[Begin Text block]

We now consider (5.36) on $\bar{D}=\{(x_1,\ldots ,x_n)~|~x_n\ge 0\}$. For the moment, we suppose C satisfies $(\textrm{Condition}~ \tilde{\textrm{C}})$ and $\xi $ is chosen so that the solution $\eta $ of $\eta =\xi +C_0(\eta )$ satisfies $\eta \in \bar{D}$ as we noted before. Let $Y_t$ be a solution of (5.36) and suppose $Y_t=Z_t+C(Y)_t+\Phi _te_n$ as in Definition 5.11 (2) (ii). Let $\tilde{Z}_t=Y_t-C(Y)_t$. Using $\tilde{C}$, we have $Y_t=\tilde{Z}_t+\tilde{C}(\tilde{Z})_t$. Then

$$\begin{aligned} Y_t&=Z_t+C(Y)_t+\Phi _te_n\nonumber \\&=Z_t+\tilde{C}(\tilde{Z})_t+\Phi _te_n\nonumber \\&=Z_t+\tilde{C}(Z+\Phi e_n)_t+\Phi _te_n. \end{aligned}$$

(5.43)

By (5.39), we get an equation for $\Phi _t$,

$$\begin{aligned} \Phi _t=\max _{0\le s\le t}\Bigl \{-\Bigl ( Z^n_s+\tilde{C}^n(Z+\Phi e_n)_s\Bigr )\vee 0\Bigr \}, \end{aligned}$$

(5.44)

[End Text block]

● **Your task**
In the passage on equation (5.36), which numbered equation is used to obtain the equation for $\Phi_t$?

[Begin Data section]

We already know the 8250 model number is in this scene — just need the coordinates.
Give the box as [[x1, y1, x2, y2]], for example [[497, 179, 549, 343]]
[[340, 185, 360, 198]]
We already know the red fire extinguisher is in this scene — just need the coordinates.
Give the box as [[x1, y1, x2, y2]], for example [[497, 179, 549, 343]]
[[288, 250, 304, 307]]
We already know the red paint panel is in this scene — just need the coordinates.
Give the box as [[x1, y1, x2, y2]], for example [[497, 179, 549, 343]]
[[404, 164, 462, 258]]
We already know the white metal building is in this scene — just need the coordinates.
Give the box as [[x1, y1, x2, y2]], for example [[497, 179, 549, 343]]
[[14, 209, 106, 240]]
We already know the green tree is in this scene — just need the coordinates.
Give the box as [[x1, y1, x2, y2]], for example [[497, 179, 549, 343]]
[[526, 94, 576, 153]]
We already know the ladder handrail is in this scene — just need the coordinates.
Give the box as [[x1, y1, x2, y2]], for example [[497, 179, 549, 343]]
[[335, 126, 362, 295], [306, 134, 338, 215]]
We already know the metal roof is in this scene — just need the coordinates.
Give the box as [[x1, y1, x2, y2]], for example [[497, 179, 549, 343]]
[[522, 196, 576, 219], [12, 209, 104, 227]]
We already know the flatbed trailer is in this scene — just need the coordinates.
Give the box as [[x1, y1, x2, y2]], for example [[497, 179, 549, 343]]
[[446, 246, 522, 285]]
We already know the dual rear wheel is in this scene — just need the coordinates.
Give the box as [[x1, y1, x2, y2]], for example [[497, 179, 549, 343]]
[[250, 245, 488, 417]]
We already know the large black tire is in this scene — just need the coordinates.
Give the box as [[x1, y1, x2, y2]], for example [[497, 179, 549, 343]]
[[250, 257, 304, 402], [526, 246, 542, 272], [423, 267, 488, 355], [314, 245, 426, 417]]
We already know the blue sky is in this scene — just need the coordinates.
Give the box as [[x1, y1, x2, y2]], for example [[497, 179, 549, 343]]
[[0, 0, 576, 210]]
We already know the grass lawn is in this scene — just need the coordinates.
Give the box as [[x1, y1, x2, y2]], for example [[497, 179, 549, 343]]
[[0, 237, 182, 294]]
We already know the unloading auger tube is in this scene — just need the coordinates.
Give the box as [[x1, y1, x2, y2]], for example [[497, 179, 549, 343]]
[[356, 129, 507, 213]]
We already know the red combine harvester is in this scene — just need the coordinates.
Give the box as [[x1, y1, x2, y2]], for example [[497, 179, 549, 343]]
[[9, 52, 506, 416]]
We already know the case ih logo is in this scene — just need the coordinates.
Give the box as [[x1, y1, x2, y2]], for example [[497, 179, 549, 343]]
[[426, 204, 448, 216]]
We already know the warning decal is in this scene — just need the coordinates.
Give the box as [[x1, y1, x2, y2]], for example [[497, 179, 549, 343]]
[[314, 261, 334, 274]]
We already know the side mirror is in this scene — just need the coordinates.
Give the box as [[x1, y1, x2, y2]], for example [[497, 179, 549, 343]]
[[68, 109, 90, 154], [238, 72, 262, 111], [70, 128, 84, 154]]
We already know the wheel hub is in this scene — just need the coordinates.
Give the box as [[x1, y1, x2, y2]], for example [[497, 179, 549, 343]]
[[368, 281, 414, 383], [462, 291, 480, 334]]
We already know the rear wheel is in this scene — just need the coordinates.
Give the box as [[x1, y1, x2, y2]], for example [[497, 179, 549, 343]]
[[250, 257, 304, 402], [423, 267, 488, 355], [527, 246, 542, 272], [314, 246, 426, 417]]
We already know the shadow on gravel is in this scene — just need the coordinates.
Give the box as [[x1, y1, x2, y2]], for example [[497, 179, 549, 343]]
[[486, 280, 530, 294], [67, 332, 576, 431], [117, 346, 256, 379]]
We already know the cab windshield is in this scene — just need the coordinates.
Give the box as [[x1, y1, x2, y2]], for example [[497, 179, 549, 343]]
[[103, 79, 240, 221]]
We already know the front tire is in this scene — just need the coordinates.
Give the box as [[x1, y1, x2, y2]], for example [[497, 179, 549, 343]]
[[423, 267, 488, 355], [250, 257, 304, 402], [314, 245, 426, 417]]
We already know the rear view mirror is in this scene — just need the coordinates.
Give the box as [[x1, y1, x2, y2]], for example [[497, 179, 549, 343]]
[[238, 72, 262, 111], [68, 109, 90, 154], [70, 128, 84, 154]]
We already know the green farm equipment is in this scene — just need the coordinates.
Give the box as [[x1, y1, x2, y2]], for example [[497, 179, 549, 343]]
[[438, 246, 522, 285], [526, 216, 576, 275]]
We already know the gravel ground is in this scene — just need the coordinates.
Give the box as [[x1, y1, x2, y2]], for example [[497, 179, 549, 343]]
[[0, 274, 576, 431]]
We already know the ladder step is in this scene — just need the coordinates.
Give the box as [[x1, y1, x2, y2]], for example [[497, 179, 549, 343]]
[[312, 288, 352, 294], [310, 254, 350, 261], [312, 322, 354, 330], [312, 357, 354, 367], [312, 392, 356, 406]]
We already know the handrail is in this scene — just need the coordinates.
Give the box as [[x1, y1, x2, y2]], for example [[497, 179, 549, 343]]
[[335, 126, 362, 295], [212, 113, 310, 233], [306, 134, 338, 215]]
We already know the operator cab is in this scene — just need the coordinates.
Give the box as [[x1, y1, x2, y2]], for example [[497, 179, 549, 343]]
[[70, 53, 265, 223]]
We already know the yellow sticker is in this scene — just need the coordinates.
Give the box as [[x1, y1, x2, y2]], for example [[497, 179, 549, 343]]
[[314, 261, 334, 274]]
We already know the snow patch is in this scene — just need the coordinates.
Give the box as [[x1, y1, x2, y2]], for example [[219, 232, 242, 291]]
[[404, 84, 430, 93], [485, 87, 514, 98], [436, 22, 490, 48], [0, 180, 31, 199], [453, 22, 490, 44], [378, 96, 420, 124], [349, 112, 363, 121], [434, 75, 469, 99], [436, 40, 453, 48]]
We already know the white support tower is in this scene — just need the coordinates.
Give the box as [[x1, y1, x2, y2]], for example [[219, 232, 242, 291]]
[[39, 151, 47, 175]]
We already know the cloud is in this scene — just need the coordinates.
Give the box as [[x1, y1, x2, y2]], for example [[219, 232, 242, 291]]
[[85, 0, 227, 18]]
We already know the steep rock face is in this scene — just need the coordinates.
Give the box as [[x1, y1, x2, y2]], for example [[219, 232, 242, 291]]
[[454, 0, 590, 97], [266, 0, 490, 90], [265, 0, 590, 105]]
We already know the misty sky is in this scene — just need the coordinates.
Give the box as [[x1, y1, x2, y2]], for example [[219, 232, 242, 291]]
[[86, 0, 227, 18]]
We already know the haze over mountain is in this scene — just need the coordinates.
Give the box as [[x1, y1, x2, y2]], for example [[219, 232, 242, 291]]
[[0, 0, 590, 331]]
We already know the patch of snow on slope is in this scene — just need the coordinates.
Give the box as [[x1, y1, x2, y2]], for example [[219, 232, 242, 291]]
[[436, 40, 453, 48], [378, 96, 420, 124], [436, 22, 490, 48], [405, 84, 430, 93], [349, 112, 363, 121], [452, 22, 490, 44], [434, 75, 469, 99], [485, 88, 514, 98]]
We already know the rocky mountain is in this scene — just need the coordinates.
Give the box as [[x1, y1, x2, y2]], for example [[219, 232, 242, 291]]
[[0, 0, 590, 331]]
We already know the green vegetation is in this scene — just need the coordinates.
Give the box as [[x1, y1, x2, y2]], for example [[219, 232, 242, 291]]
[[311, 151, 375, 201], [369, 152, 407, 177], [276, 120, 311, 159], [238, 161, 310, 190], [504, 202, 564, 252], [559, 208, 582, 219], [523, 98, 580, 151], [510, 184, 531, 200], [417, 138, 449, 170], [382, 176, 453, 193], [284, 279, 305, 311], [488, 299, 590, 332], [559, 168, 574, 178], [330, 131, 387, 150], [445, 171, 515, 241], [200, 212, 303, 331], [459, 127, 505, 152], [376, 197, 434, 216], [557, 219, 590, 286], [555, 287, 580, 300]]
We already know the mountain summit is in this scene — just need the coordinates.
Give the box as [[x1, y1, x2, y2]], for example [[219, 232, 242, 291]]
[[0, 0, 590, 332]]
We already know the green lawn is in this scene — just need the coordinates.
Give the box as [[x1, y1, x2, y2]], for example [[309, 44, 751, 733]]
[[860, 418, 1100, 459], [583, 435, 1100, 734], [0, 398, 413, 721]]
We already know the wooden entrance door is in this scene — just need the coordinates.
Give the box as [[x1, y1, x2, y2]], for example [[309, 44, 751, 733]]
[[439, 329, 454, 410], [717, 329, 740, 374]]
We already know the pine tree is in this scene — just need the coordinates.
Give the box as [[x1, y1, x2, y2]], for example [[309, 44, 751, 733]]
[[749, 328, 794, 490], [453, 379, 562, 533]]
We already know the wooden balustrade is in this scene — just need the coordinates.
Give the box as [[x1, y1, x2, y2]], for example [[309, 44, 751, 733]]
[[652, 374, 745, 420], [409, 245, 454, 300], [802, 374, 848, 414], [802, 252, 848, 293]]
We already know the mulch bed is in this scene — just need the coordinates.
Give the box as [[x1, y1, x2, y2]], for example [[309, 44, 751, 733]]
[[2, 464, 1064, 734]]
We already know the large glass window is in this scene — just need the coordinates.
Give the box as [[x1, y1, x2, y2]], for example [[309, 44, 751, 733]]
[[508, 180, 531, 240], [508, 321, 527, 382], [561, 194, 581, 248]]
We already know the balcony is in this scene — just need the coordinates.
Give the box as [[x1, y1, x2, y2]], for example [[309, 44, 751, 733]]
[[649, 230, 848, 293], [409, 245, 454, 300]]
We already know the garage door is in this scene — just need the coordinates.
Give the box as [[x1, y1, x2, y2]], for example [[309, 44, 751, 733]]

[End Data section]

● **Solved exercise**
Equation (5.39).